From the line containing "Target: paved path" to the last line of the data below, copy everything exactly and nothing else; pictures stay out.

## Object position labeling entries
--- begin ---

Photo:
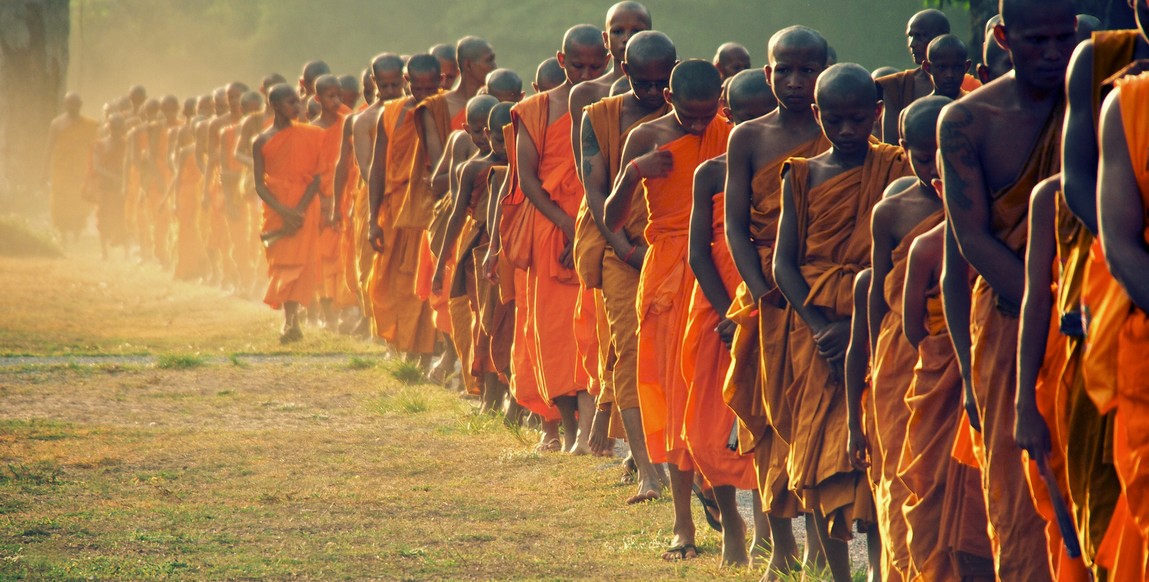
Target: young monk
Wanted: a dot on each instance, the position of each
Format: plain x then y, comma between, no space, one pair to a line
332,113
70,139
760,367
399,316
947,62
902,88
706,352
901,216
822,241
287,165
548,178
996,144
661,156
470,206
107,180
650,59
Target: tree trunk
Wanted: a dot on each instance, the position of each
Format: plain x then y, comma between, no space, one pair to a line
33,66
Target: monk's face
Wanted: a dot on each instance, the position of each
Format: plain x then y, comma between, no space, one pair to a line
649,82
847,121
947,69
583,63
622,26
423,85
693,115
1040,46
388,85
793,72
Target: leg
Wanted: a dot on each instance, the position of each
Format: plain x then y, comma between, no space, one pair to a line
733,527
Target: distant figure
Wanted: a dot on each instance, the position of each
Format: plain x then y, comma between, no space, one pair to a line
70,138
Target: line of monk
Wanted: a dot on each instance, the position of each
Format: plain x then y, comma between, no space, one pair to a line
909,305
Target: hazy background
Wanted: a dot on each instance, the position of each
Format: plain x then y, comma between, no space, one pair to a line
187,47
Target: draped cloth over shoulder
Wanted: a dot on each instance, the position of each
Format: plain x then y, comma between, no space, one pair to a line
760,365
834,245
291,161
663,295
1016,528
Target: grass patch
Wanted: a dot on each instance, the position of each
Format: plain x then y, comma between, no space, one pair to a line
21,238
179,361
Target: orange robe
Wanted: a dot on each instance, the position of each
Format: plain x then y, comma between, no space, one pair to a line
556,289
706,361
398,315
886,410
599,268
330,266
67,169
1016,528
946,512
517,245
291,161
833,220
664,291
760,362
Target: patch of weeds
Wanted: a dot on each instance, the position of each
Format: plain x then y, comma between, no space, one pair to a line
179,361
408,373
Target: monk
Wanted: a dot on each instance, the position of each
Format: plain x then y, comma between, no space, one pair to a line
448,64
731,59
1123,191
1093,482
996,145
709,424
70,140
332,113
610,260
287,175
947,62
548,179
311,71
760,367
661,156
399,316
823,241
107,183
902,88
470,206
624,20
902,215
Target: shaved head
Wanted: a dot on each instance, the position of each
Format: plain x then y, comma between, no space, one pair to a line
695,80
650,47
478,108
797,37
919,119
583,36
731,57
846,80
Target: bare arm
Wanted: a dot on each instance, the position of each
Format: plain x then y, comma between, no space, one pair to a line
1079,139
968,206
1120,209
739,176
1030,429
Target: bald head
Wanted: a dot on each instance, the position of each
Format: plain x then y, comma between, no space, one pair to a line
549,75
650,48
919,119
748,95
504,85
846,82
695,80
799,38
731,59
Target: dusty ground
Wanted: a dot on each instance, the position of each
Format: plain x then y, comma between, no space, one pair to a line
151,428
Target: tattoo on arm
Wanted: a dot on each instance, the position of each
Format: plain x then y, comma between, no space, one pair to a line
957,148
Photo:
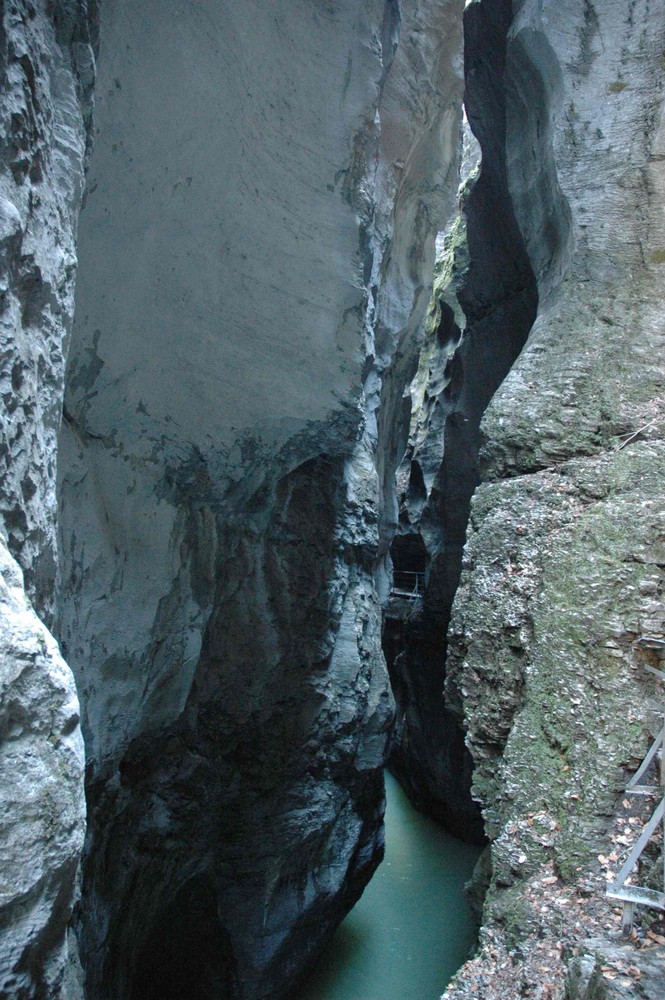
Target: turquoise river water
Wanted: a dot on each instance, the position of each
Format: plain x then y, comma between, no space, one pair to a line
412,928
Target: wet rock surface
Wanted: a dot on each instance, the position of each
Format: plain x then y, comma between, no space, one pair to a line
269,199
563,567
42,807
46,76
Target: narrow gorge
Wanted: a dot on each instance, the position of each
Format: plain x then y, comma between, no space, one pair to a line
331,343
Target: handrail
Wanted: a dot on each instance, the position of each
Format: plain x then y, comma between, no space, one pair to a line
636,895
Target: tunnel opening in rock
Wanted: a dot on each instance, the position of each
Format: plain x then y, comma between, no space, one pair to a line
187,954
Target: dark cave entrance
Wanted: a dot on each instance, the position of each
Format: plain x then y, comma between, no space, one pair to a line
187,954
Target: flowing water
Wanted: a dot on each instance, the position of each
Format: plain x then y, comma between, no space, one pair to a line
412,928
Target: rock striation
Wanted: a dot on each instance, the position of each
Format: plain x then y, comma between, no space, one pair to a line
46,75
256,253
563,567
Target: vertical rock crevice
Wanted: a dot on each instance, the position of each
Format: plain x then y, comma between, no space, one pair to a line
505,252
220,499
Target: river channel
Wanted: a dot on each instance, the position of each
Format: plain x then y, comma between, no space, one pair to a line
412,928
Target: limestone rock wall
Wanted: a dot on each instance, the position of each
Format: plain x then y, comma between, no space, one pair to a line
563,568
256,249
46,75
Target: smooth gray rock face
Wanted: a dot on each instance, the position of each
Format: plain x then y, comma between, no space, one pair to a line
256,250
46,69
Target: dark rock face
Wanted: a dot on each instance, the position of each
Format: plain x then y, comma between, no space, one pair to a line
46,71
486,301
265,817
563,565
269,198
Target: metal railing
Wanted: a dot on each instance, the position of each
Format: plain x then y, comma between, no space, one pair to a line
408,584
637,895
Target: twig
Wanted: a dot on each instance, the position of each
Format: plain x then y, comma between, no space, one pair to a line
635,434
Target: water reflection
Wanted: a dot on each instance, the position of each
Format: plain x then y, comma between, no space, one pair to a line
413,927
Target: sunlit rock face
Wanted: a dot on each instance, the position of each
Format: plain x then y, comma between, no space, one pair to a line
563,567
46,73
257,247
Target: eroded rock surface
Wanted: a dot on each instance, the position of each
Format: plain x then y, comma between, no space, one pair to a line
563,567
256,249
42,807
46,73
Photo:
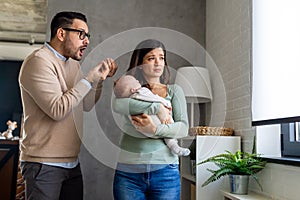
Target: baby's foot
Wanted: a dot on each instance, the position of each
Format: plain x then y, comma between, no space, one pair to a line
181,151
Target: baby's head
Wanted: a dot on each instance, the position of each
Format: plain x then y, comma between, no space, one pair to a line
125,86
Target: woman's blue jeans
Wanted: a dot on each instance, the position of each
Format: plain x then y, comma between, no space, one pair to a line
151,182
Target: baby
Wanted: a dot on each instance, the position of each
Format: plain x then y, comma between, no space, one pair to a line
128,86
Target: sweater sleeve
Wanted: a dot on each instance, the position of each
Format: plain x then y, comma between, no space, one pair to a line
41,80
179,128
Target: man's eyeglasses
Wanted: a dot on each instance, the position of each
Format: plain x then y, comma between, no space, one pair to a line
82,33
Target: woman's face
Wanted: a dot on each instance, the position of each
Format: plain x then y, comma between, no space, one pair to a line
153,65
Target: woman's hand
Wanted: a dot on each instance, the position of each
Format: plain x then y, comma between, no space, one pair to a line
164,114
144,123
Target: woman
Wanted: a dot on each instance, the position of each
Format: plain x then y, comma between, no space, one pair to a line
147,169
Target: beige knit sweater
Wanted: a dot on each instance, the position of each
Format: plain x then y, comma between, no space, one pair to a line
53,100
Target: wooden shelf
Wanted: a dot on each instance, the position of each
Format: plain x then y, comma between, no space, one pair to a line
206,146
250,196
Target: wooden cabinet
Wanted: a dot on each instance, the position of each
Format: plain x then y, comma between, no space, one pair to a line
9,159
206,146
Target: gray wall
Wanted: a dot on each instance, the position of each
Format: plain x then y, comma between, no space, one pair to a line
107,18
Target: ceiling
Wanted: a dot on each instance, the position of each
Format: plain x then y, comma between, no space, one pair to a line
23,20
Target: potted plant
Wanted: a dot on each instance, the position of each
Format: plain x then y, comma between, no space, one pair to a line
239,166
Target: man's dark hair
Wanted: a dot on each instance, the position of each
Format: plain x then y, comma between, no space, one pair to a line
64,19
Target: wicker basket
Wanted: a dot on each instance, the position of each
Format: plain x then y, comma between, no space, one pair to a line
205,130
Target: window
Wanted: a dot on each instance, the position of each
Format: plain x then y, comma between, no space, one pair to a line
276,71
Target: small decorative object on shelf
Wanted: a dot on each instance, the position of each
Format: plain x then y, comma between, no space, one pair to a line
8,133
239,166
206,130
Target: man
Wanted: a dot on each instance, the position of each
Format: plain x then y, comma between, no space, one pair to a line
54,94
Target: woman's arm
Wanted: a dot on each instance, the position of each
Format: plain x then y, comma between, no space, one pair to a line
179,128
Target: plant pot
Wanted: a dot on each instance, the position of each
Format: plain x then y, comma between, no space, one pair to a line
239,184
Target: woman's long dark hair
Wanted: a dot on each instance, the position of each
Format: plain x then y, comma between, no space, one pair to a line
139,53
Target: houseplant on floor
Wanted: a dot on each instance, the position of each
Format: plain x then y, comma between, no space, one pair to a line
239,166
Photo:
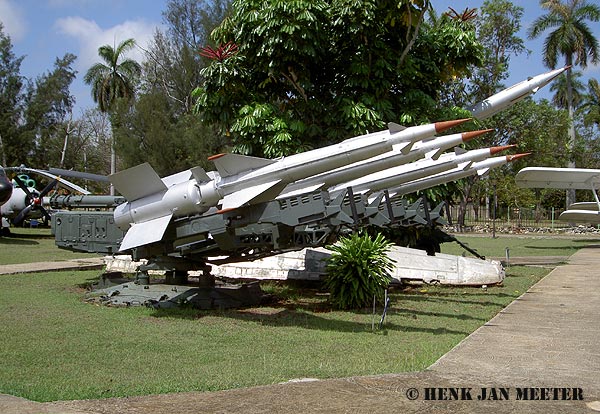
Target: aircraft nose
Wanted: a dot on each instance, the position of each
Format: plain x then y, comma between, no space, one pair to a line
5,191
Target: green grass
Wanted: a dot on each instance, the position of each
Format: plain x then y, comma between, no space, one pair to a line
543,245
33,245
54,346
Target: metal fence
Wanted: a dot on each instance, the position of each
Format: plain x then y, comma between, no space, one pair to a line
517,217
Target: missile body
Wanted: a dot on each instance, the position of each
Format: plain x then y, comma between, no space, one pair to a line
513,94
5,187
239,180
479,168
397,176
432,148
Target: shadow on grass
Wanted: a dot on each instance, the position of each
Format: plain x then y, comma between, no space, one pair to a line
18,241
565,247
461,316
302,318
444,298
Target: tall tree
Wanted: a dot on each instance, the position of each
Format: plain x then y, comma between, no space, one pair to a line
114,78
292,75
12,151
497,25
113,82
559,86
572,38
591,104
48,111
173,64
160,127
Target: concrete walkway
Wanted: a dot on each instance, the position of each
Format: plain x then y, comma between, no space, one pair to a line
549,337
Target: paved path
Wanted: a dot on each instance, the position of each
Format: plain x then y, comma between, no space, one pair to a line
549,337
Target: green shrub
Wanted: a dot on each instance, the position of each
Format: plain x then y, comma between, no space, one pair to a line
358,269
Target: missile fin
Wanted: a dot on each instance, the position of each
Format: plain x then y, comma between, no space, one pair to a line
239,198
303,190
177,178
137,182
435,154
394,127
231,164
465,165
404,148
200,174
145,232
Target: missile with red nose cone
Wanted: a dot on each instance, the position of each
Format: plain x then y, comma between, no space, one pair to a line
5,187
479,168
240,180
397,176
513,94
432,148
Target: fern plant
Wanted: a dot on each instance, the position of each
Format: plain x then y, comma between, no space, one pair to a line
358,269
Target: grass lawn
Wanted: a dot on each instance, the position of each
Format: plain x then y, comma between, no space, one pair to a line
27,245
519,245
54,346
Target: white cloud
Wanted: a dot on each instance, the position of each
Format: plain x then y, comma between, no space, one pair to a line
12,20
90,37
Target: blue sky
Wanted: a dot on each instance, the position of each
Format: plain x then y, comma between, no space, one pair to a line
43,30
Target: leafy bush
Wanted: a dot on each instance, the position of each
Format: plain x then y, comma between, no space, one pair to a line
358,269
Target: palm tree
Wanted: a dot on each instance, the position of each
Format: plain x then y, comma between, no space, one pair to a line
559,87
591,104
113,81
571,37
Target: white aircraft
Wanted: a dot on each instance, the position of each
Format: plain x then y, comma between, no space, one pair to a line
20,200
566,178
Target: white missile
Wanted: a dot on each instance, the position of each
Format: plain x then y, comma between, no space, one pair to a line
240,180
479,168
513,94
432,148
394,177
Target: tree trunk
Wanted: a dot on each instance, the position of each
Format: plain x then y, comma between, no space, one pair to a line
571,192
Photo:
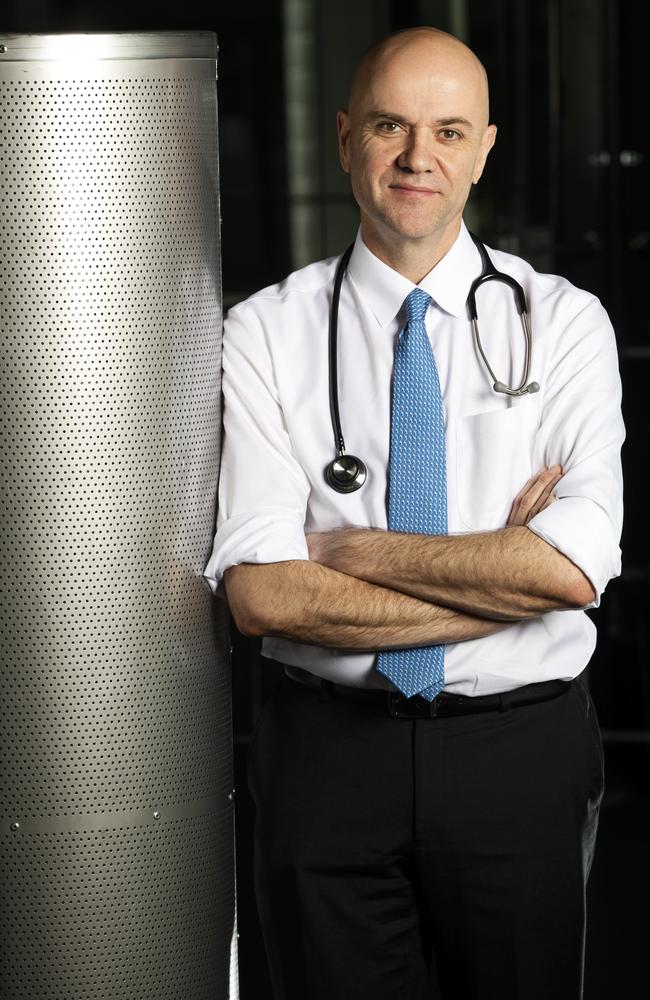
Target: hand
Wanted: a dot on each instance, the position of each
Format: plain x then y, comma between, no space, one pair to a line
536,495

--- end ---

## SOLUTION
Target: paved path
Wanted: a dot on each instance, the position of each
Format: plain x then y, comma between, no space, one pair to a line
549,337
Target: green shrub
Wanted: a dot on each instance, the position of each
Format: plain x then y, comma between, no space, one pair to a line
358,269
Target: missile fin
Wanted: a dot on each instance, the position of each
Format: plain x then y, comma between, no space, one pair to a line
239,198
303,190
177,178
137,182
435,154
394,127
231,164
465,165
404,148
200,174
145,232
Target: missile with red nose cone
Wanted: a dot on each instance, the position of each
Format: plain x then y, comma between, no space, one pair to a line
5,187
479,168
240,180
397,176
513,94
432,148
Target: fern plant
Wanted: a dot on each instance, the position of each
Format: plain x then y, comma between, no space, one pair to a line
358,269
Target: grass lawn
Wanted: a dot on each instance, the position of each
Format: plain x then y, comma between, no space, one pair to a line
27,245
519,245
54,346
Target: white cloud
Wanted: a dot on each instance, the position of each
Format: plain x then y, comma between, no space, one pair to a line
12,20
90,37
Target: blue sky
Wanted: a dot on each instance, the position of each
Format: plain x then y, comma between, no space, one pair to a line
43,30
Target: leafy bush
Wanted: a dot on each instance, the position of each
Format: plain x then y, comma between, no space, one pair to a line
358,269
Target: palm tree
Wanted: a dot on each instance, the position of each
Format: plain x then y, comma between, no space, one pair to a line
559,87
591,104
113,81
571,37
Target: white aircraft
Wanted: a dot on each instance, the position of each
Format: plain x then y, comma between, no space, one pair to a line
20,200
566,178
Target: white missile
Wanted: a dot on each instance, the position of each
Format: plain x then y, comma between, no space, one pair to a line
240,180
479,168
513,94
432,148
394,177
Target: tree trunk
Wanted: a dot on each instance, the position of each
Format: plain x then y, comma between, no space, one pair to a line
571,192
Photo:
Target: hand
Wanted: a dot on each instance, the position of each
Format: plain x then y, comma between, no space, one pair to a line
536,495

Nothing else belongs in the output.